_TEXT BLOCK_
++++++

# Museum Analysis

This notebook connects to the museum database and conducts simple analysis of the data.  
- _Any additional information relating to the results of the analyses will be included with each individual query_


## Imports


In [1]:
import extract
from pipeline import get_cursor, get_connection
import os
import psycopg2


## Setup
- _Connecting to the database, and establishing a connection to it._

In [2]:

database_name = os.getenv("DATABASE_NAME")
database_username = os.getenv("DATABASE_USERNAME")
database_ip = os.getenv("DATABASE_IP")
database_password = os.getenv("DATABASE_PASSWORD")
database_port = os.getenv("DATABASE_PORT")

conn = psycopg2.connect(
    database=database_name,
    user=database_username,
    host=database_ip,
    password=database_password,
    port=database_port
)


## Data Queries

### What exhibition is most frequently visited?

In [3]:
with get_cursor(conn) as cursor:
    
    cursor.execute(
    f"""
    SELECT e.exhibition_name, COUNT(DISTINCT r.review_id) + COUNT(DISTINCT ar.assistance_request_id) as total
    FROM exhibition as e
    JOIN review AS r
    ON e.exhibition_id = r.exhibition_id
    INNER JOIN assistance_request AS ar
    ON e.exhibition_id = ar.exhibition_id
    GROUP BY e.exhibition_id
    ORDER BY total DESC
    LIMIT 1;
    """)

    most_review_and_ar = cursor.fetchone()

    cursor.execute(
    f"""
    SELECT e.exhibition_name, COUNT(DISTINCT r.review_id)
    FROM exhibition as e
    JOIN review AS r
    ON e.exhibition_id = r.exhibition_id
    INNER JOIN assistance_request AS ar
    ON e.exhibition_id = ar.exhibition_id
    GROUP BY e.exhibition_id
    ORDER BY e.exhibition_id DESC
    LIMIT 1;
    """)

    most_review = cursor.fetchone()

print(f"{most_review[0]} is the most frequently visited exhibition, with {most_review[1]} unique reviews")
print("However, factoring in assistance requests:")

++++++

_SHORT PROBLEM A_
In the museum analysis notebook, which Python library's connect function opens the database connection?
_SHORT PROBLEM B_
Copy the museum analysis notebook word for word, beginning at "SELECT e.exhibition_name, COUNT(DISTINCT r.review_id) +" and stopping after "most_review_and_ar = cursor.fetchone()".

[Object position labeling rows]
++++++

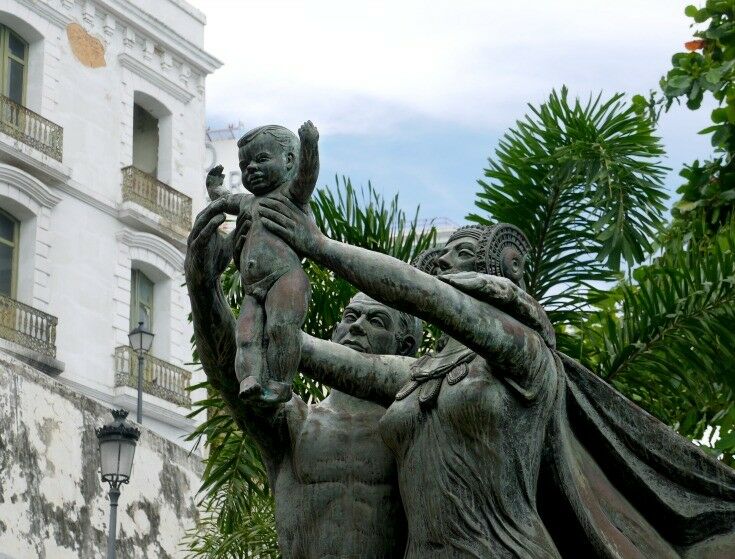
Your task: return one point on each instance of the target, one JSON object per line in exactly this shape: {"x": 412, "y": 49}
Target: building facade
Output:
{"x": 102, "y": 113}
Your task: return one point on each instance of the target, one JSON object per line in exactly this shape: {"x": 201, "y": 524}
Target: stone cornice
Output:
{"x": 47, "y": 12}
{"x": 30, "y": 185}
{"x": 146, "y": 72}
{"x": 156, "y": 245}
{"x": 160, "y": 32}
{"x": 75, "y": 190}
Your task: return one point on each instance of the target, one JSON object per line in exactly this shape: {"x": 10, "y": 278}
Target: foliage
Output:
{"x": 666, "y": 340}
{"x": 237, "y": 519}
{"x": 709, "y": 190}
{"x": 584, "y": 182}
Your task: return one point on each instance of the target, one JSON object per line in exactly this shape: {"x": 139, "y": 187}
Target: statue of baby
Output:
{"x": 276, "y": 290}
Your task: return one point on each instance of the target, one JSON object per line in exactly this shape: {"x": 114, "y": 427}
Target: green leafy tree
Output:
{"x": 666, "y": 339}
{"x": 584, "y": 181}
{"x": 708, "y": 68}
{"x": 585, "y": 184}
{"x": 237, "y": 508}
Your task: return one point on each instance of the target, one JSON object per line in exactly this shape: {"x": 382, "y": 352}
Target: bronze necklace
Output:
{"x": 429, "y": 371}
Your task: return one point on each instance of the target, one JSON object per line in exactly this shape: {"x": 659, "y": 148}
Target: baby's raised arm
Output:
{"x": 303, "y": 185}
{"x": 216, "y": 190}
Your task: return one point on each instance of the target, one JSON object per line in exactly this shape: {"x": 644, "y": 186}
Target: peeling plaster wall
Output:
{"x": 52, "y": 502}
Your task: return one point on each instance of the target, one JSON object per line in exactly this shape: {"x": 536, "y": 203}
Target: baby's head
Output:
{"x": 268, "y": 158}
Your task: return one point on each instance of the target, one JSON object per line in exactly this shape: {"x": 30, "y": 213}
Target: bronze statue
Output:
{"x": 333, "y": 479}
{"x": 276, "y": 288}
{"x": 506, "y": 447}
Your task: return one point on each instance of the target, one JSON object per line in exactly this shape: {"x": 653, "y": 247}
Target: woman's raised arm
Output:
{"x": 480, "y": 326}
{"x": 370, "y": 377}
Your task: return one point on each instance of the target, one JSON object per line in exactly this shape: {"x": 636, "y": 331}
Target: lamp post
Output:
{"x": 117, "y": 449}
{"x": 141, "y": 341}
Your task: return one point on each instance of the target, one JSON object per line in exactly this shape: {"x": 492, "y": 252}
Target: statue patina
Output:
{"x": 276, "y": 289}
{"x": 506, "y": 447}
{"x": 334, "y": 480}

++++++

_RESULT A_
psycopg2

_RESULT B_
SELECT e.exhibition_name, COUNT(DISTINCT r.review_id) + COUNT(DISTINCT ar.assistance_request_id) as total
    FROM exhibition as e
    JOIN review AS r
    ON e.exhibition_id = r.exhibition_id
    INNER JOIN assistance_request AS ar
    ON e.exhibition_id = ar.exhibition_id
    GROUP BY e.exhibition_id
    ORDER BY total DESC
    LIMIT 1;
    """)

    most_review_and_ar = cursor.fetchone()